在上一文中我们有探究到objc_msgSend相关的一些底层原理。
  • 我们发现在慢速查找的过程中有这样
    • forward_imp 消息转发
    • resolveMethod_locked 动态决议
  • 本文就将对这两个地方做深入探究
IMP lookUpImpOrForward(id inst, SEL sel, Class cls, int behavior)
{
const IMP forward_imp = (IMP)_objc_msgForward_impcache;
IMP imp = nil;
Class curClass;
...
for (unsigned attempts = unreasonableClassCount();;) {
if (curClass->cache.isConstantOptimizedCache(/* strict */true)) {
...
} else {
...
if (slowpath((curClass = curClass->getSuperclass()) == nil)) {
// No implementation found, and method resolver didn't help.
// Use forwarding.
imp = forward_imp;
break;
}
}
...
}
// No implementation found. Try method resolver once.
if (slowpath(behavior & LOOKUP_RESOLVER)) {
behavior ^= LOOKUP_RESOLVER;
return resolveMethod_locked(inst, sel, cls, behavior);
}
...
done_unlock:
runtimeLock.unlock();
if (slowpath((behavior & LOOKUP_NIL) && imp == forward_imp)) {
return nil;
}
return imp;
}

先附上一张流程图

  • 仅从源码分析会很困难,结合代码调试各种情况,和这张流程图可以更好的理解整个流程的细节
  • 我自己也反复调试了很多次才理的差不多,以前知道这些东西,但没有深入底层去理解细节
  • 这张图也改了好几次
动态决议与消息转发

一、 _objc_msgForward_impcache

通过在源码objc-msg-arm64.s中搜索我们一步步找到核心代码
__objc_msgForward_impcache
STATIC_ENTRY __objc_msgForward_impcache
// No stret specialization.

→ 原始资料:
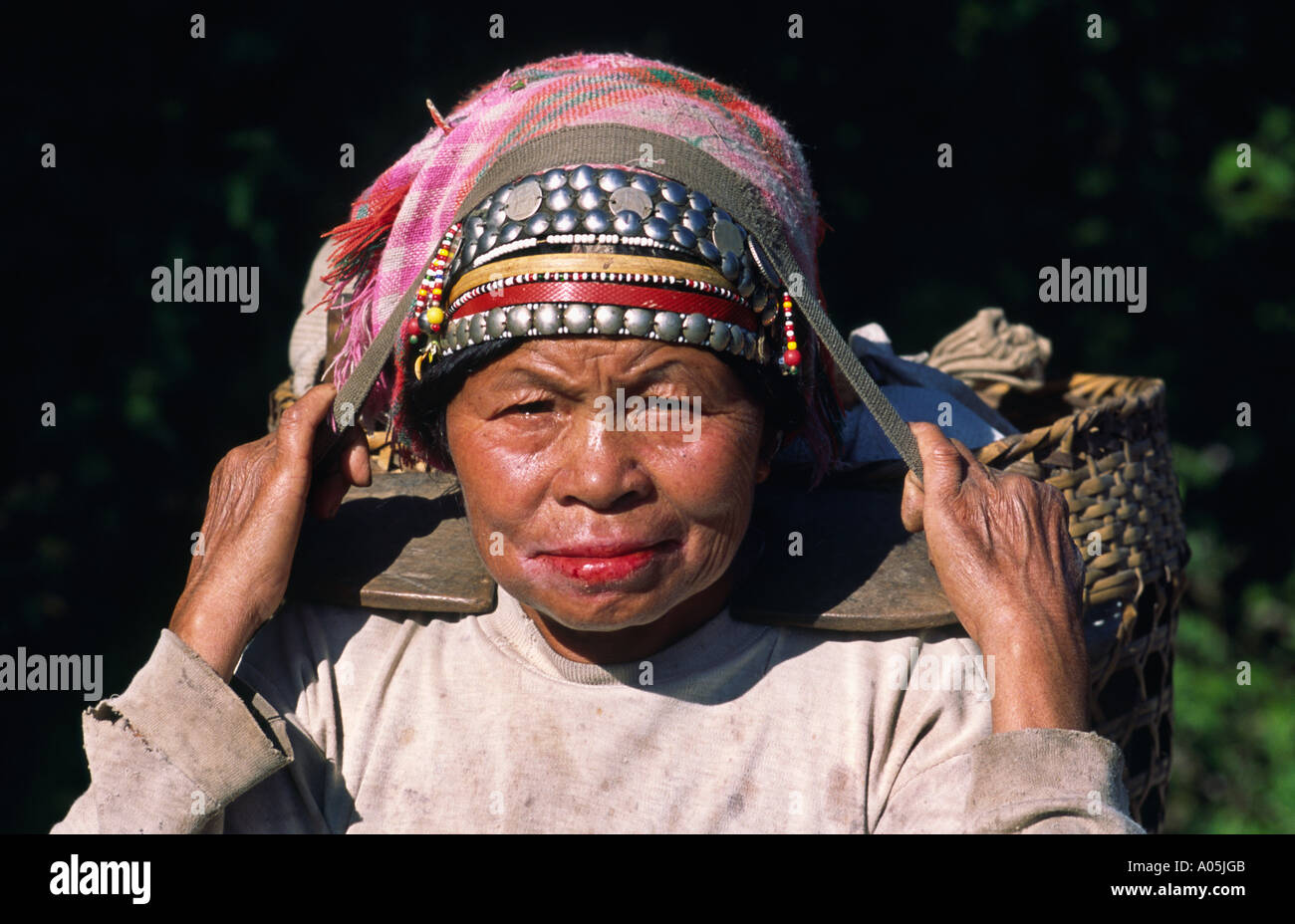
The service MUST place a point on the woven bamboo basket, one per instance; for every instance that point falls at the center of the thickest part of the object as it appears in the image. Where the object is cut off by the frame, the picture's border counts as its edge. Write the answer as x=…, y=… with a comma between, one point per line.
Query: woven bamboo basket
x=1102, y=440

→ 任务列表:
[1] 根据节选文段,作者是在哪个源码文件中搜索,一步步找到 __objc_msgForward_impcache 的核心代码的?
[2] 将节选文段中从“for (unsigned attempts”到“resolver didn't help.”的部分一字不差地复制出来。
这些资料与节选文段各自独立,互不相关。

→ 逐题答案:
[1] objc-msg-arm64.s

[2]
for (unsigned attempts = unreasonableClassCount();;) {
if (curClass->cache.isConstantOptimizedCache(/* strict */true)) {
...
} else {
...
if (slowpath((curClass = curClass->getSuperclass()) == nil)) {
// No implementation found, and method resolver didn't help.